* [WORK TO COMPLETE]:
Filter the items below, keeping only the lines that contain the word "woman", and copy those lines in their original order.

(Excerpts of bounding box data)
— start —
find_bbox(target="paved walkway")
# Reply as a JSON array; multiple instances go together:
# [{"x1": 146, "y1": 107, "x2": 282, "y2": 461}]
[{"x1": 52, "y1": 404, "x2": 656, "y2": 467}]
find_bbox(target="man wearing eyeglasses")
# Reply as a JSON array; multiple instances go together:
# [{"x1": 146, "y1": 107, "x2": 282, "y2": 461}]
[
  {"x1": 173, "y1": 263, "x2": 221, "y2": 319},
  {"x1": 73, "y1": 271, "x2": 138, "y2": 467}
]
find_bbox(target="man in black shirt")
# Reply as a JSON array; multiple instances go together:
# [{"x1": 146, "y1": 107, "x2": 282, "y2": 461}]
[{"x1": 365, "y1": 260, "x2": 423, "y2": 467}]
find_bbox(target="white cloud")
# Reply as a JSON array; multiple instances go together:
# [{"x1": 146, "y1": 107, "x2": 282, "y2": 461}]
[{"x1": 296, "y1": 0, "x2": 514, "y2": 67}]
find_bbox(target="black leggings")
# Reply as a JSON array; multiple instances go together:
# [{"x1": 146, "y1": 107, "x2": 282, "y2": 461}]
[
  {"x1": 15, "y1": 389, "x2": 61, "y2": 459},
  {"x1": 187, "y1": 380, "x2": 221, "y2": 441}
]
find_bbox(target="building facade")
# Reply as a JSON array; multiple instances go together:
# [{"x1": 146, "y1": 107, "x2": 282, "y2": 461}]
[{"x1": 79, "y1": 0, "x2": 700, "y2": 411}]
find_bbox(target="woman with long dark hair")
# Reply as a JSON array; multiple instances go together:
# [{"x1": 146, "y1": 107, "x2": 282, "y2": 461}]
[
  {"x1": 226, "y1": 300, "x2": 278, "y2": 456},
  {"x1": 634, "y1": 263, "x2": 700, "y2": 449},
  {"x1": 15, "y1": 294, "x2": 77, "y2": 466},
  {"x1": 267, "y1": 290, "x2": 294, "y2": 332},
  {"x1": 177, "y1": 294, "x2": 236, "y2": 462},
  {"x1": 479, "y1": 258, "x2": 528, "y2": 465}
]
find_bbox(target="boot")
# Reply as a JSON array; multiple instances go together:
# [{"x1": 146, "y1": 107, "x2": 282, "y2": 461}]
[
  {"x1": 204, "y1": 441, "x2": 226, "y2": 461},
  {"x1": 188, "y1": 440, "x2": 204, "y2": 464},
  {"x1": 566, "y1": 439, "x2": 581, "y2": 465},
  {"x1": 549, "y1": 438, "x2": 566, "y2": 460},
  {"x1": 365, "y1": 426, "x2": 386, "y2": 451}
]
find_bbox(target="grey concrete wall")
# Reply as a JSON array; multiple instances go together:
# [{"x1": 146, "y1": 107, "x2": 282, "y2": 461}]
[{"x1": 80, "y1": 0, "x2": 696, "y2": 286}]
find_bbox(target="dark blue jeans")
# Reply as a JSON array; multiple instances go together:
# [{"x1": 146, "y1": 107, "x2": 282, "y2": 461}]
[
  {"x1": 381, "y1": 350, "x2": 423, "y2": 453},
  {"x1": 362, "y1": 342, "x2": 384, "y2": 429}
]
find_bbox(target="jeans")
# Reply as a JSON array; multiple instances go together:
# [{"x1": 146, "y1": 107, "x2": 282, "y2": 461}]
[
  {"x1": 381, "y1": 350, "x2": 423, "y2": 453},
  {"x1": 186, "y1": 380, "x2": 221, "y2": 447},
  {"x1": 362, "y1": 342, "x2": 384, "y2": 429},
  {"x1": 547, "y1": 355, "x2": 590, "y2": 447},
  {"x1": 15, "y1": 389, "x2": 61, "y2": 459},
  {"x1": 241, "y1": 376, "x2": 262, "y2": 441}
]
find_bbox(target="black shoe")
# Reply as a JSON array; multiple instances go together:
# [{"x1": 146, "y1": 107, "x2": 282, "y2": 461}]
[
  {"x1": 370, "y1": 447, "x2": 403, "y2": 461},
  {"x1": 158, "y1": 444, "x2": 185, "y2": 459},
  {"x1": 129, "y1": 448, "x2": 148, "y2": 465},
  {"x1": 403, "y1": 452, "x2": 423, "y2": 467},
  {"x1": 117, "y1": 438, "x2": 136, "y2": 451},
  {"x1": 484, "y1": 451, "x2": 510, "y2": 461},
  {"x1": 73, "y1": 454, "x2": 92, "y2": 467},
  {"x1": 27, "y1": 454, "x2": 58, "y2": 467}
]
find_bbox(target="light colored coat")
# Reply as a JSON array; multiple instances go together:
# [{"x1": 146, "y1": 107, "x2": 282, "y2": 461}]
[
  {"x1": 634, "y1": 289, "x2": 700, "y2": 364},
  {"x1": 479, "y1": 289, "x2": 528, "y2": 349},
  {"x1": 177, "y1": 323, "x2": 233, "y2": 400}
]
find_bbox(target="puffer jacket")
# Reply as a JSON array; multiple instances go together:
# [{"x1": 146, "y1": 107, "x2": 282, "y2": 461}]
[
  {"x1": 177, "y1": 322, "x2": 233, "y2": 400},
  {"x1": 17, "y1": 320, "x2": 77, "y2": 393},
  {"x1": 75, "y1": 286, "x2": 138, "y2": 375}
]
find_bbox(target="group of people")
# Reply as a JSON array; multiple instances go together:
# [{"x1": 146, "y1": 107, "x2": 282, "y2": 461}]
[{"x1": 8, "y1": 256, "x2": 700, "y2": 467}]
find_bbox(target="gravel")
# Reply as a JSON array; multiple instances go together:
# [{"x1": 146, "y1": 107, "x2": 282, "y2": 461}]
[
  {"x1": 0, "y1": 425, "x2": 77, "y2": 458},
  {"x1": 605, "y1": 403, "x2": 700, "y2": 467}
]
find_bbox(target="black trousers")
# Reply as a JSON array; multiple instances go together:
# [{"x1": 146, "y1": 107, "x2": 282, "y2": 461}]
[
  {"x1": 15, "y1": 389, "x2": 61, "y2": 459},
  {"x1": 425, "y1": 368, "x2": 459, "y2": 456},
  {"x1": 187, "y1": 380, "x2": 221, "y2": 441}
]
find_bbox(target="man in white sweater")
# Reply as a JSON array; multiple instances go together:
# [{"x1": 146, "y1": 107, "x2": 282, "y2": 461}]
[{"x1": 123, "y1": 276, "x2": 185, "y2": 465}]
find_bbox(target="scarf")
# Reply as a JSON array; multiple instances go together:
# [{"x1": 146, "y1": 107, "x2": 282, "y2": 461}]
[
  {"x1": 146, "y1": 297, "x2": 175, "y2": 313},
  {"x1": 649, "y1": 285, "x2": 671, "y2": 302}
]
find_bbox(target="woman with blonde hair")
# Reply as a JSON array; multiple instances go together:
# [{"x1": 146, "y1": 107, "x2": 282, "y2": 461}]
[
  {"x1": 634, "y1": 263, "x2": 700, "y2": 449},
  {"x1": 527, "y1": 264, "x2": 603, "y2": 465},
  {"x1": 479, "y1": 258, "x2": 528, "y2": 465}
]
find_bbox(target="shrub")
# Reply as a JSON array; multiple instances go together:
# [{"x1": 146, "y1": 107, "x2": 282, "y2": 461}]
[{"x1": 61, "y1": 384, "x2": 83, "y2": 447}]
— end —
* [WRITTEN RESPONSE]:
find_bbox(target="woman with long dark hair")
find_bbox(target="woman with blonde hair")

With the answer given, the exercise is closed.